▶ _Objetivo del ejercicio_
Reproduce palabra por palabra todos los ítems que siguen, línea por línea y sin ningún cambio.
:::::
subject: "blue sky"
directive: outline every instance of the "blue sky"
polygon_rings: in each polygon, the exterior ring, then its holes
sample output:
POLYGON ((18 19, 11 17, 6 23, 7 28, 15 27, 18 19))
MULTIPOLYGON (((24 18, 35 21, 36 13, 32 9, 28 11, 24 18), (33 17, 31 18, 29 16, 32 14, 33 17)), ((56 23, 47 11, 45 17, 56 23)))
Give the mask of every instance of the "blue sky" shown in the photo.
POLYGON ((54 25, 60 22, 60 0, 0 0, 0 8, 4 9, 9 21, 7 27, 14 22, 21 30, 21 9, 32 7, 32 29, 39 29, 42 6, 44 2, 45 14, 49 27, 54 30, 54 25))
:::::
▶ _Respuesta esperada_
subject: "blue sky"
directive: outline every instance of the "blue sky"
polygon_rings: in each polygon, the exterior ring, then its holes
sample output:
POLYGON ((18 19, 11 17, 6 23, 7 28, 15 27, 18 19))
MULTIPOLYGON (((24 18, 35 21, 36 13, 32 9, 28 11, 24 18), (33 17, 31 18, 29 16, 32 14, 33 17)), ((56 23, 47 11, 45 17, 56 23)))
Give the mask of every instance of the "blue sky" shown in the photo.
POLYGON ((54 25, 60 22, 60 0, 0 0, 0 8, 4 9, 9 21, 7 27, 14 22, 21 30, 21 9, 32 7, 32 29, 39 29, 42 6, 44 2, 45 14, 49 27, 54 30, 54 25))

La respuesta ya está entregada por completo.